§ **Stated problem**
Which of the lines below contain the word "each"? Locate them and copy them out in full.

====== Supplied data ======

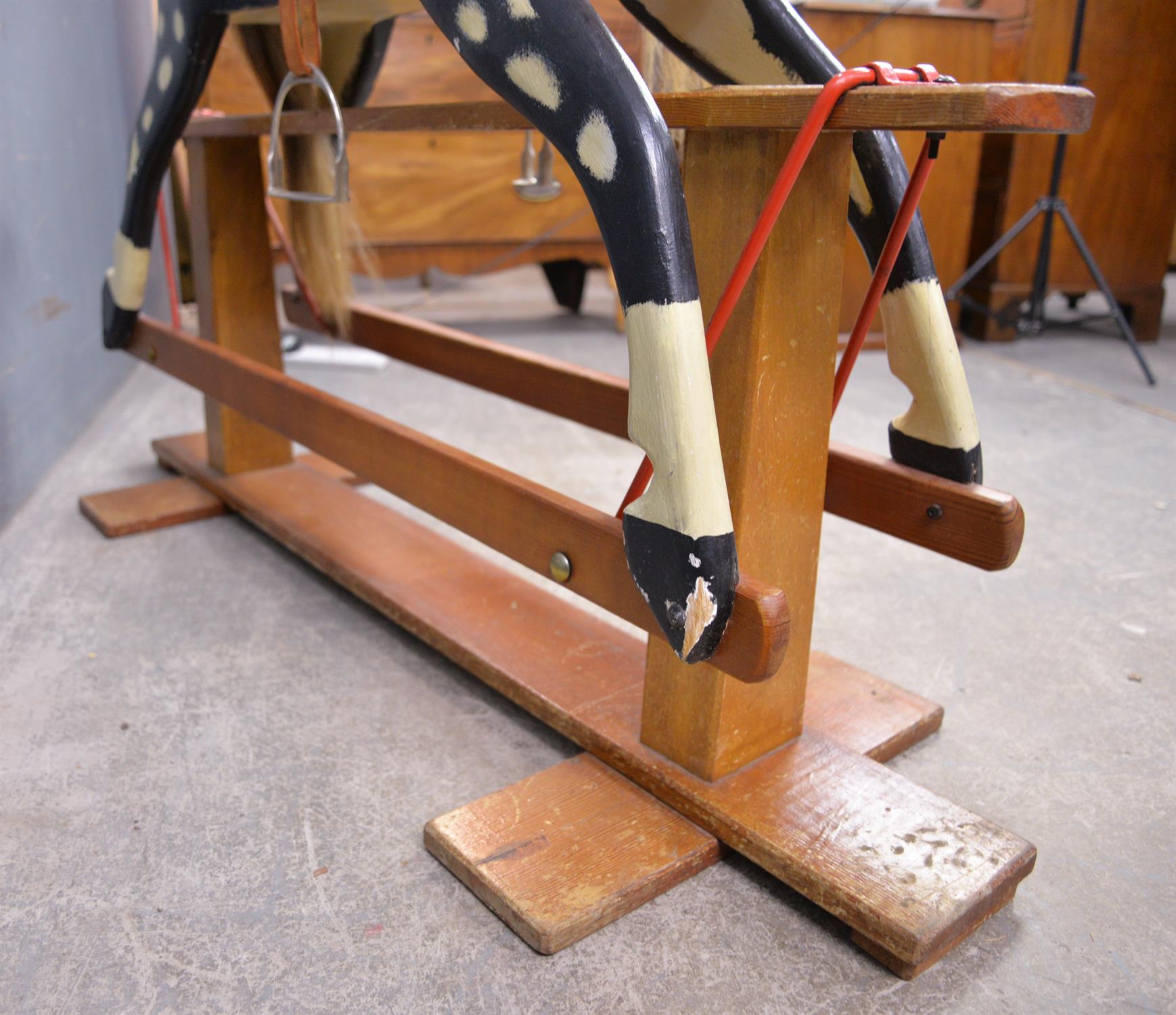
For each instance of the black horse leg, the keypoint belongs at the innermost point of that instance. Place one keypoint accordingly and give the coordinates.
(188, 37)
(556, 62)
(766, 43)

======
====== Supplied data ======

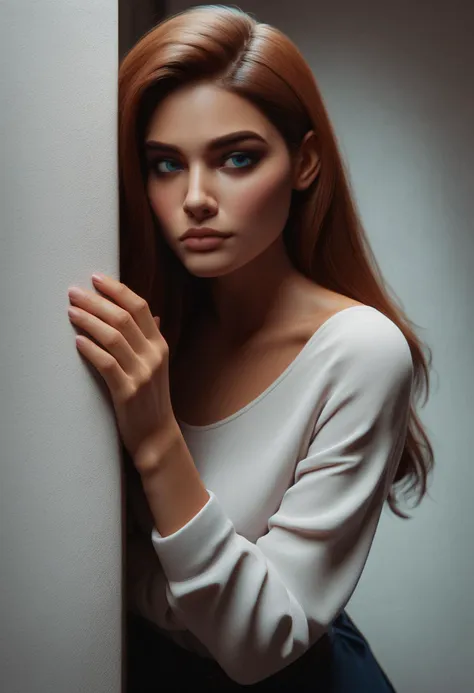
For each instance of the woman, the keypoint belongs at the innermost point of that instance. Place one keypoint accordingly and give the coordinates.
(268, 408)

======

§ **Finished task**
For each instance of the black horse leg, the keypoint belongs at the innermost point of that instance. Place one keypoint accordingly and give the coordinates.
For each instance of the woman, the keypoint belongs at the innermost point of that instance. Place one keypoint accordingly and give the coordinates.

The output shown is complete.